- **Exercise task**
How many lines in the items below contain the string "fluorescent"? Reply with the count alone.

- **Entries for pointing and labeling**
+ + + +

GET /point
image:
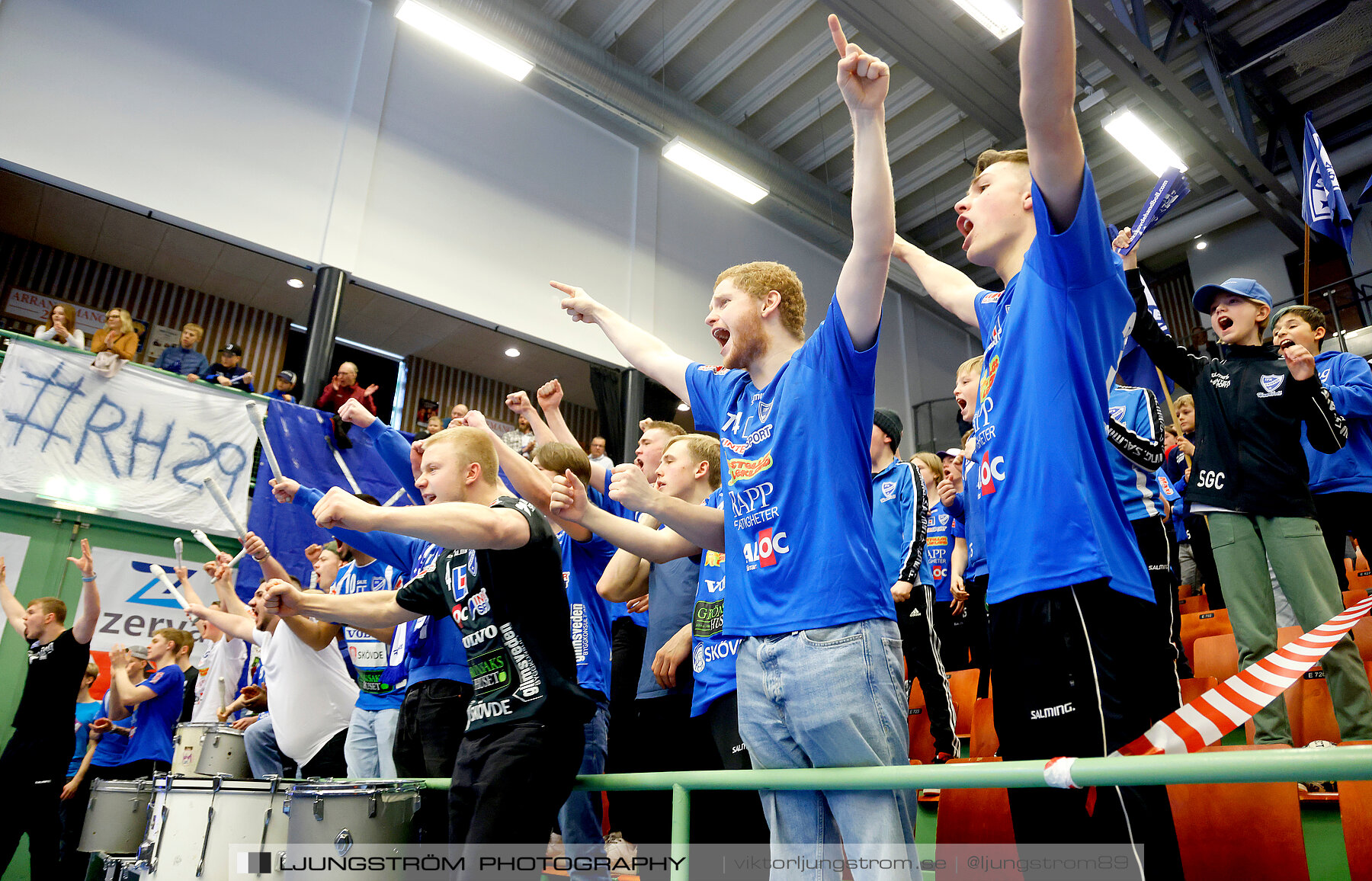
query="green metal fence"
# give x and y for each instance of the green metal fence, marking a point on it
(1210, 767)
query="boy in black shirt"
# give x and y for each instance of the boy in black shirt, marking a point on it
(524, 733)
(34, 761)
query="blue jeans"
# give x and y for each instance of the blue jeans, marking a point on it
(830, 697)
(581, 814)
(260, 743)
(370, 740)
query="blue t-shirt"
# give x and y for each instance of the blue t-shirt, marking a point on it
(939, 541)
(1133, 409)
(1053, 341)
(85, 716)
(184, 361)
(110, 751)
(1349, 380)
(800, 550)
(154, 719)
(713, 656)
(380, 668)
(898, 512)
(583, 563)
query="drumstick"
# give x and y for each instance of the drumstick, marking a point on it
(205, 540)
(223, 501)
(176, 594)
(255, 418)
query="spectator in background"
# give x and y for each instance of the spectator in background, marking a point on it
(183, 358)
(62, 327)
(597, 453)
(117, 335)
(431, 428)
(521, 438)
(284, 385)
(228, 372)
(1339, 482)
(342, 387)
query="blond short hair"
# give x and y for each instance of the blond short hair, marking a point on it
(473, 445)
(562, 457)
(970, 365)
(991, 157)
(703, 449)
(761, 277)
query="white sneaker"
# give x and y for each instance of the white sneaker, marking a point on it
(620, 853)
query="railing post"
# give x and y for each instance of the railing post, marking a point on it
(681, 833)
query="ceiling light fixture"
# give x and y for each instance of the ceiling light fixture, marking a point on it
(1142, 142)
(713, 171)
(464, 39)
(995, 15)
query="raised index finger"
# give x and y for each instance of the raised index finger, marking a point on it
(837, 34)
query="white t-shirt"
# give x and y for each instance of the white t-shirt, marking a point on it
(223, 659)
(309, 692)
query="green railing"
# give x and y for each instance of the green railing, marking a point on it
(1210, 767)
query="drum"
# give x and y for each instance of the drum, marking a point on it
(117, 814)
(200, 826)
(221, 752)
(185, 747)
(342, 815)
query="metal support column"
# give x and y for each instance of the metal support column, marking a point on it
(324, 319)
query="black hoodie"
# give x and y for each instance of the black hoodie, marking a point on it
(1249, 413)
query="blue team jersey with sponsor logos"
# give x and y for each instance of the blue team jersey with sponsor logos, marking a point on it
(800, 548)
(1136, 489)
(936, 569)
(583, 563)
(380, 668)
(154, 718)
(713, 656)
(1053, 342)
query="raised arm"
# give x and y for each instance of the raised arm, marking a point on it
(1047, 103)
(14, 611)
(82, 629)
(569, 502)
(950, 287)
(375, 610)
(449, 524)
(640, 348)
(864, 82)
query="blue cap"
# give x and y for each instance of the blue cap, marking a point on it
(1246, 289)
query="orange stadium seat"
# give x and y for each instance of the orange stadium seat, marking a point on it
(1241, 831)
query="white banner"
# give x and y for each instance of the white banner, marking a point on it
(133, 601)
(14, 549)
(135, 447)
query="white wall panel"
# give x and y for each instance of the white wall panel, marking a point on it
(226, 114)
(482, 191)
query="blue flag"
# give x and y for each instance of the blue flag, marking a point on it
(1322, 202)
(1166, 192)
(1136, 368)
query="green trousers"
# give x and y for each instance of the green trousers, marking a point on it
(1243, 546)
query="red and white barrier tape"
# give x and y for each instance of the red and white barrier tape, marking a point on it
(1231, 703)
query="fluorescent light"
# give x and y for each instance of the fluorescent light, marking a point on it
(995, 15)
(464, 39)
(1142, 142)
(713, 171)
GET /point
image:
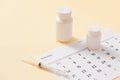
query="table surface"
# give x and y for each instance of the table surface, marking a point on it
(27, 29)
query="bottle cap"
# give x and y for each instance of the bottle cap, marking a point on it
(94, 31)
(64, 12)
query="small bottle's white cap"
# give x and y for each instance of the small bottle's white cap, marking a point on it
(64, 12)
(94, 31)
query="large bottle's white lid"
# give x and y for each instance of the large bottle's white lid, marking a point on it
(64, 12)
(94, 31)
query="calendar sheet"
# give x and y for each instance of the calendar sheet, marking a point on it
(84, 64)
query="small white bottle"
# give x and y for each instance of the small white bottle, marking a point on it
(64, 25)
(93, 38)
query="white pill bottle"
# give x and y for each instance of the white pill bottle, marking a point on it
(64, 25)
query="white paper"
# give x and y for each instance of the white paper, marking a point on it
(82, 64)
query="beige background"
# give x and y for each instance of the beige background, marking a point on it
(27, 28)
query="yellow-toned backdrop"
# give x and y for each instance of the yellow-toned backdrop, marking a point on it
(27, 28)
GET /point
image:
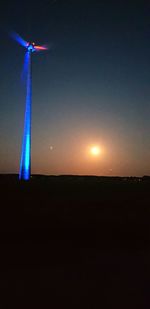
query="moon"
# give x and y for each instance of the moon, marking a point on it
(95, 150)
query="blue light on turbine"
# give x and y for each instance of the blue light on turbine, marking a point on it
(25, 164)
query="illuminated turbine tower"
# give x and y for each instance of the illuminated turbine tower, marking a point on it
(25, 162)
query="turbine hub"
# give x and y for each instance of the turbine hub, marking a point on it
(31, 47)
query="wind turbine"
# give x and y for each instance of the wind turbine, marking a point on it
(25, 161)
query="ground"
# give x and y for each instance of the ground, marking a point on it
(75, 242)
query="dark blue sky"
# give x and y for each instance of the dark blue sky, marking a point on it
(91, 87)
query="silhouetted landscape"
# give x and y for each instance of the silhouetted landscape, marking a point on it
(75, 242)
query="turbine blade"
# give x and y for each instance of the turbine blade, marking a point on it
(25, 67)
(15, 36)
(38, 48)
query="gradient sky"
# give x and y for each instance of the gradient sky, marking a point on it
(91, 87)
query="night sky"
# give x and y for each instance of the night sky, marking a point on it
(91, 88)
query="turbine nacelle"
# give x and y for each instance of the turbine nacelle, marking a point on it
(31, 47)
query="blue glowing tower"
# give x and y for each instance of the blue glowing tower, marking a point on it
(25, 162)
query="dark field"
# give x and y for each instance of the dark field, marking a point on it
(75, 242)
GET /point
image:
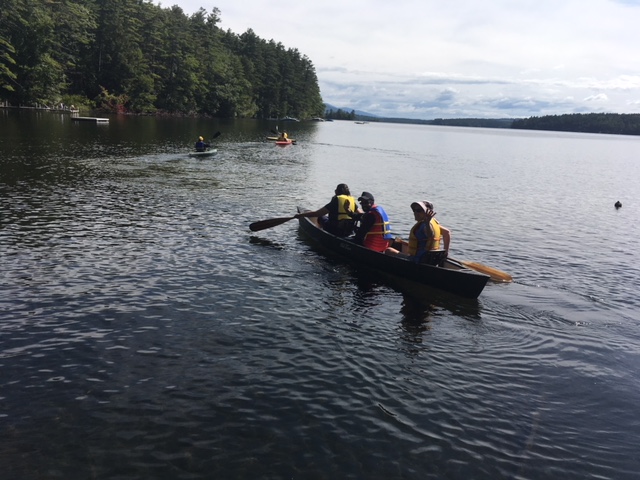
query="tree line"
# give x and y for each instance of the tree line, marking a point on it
(134, 56)
(612, 123)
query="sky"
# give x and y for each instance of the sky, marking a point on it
(426, 59)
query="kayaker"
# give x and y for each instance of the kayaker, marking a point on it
(201, 146)
(336, 217)
(374, 231)
(427, 235)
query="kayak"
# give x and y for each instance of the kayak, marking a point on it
(206, 153)
(445, 274)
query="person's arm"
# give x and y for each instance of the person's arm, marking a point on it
(317, 213)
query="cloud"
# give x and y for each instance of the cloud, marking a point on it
(465, 58)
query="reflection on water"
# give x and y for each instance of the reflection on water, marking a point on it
(145, 332)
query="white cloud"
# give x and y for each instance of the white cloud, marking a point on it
(423, 58)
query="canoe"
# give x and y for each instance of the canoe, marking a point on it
(452, 277)
(206, 153)
(277, 139)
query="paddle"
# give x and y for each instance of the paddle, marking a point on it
(495, 274)
(269, 223)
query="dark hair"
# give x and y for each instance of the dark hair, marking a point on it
(342, 189)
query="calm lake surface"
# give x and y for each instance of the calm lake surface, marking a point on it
(146, 333)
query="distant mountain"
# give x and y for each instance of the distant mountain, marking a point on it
(359, 113)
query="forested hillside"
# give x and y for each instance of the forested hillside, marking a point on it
(613, 123)
(134, 56)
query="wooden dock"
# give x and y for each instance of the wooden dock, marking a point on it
(90, 119)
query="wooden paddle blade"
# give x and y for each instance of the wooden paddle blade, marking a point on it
(495, 274)
(269, 223)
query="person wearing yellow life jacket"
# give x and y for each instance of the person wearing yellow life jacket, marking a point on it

+ + + +

- **Exercise response**
2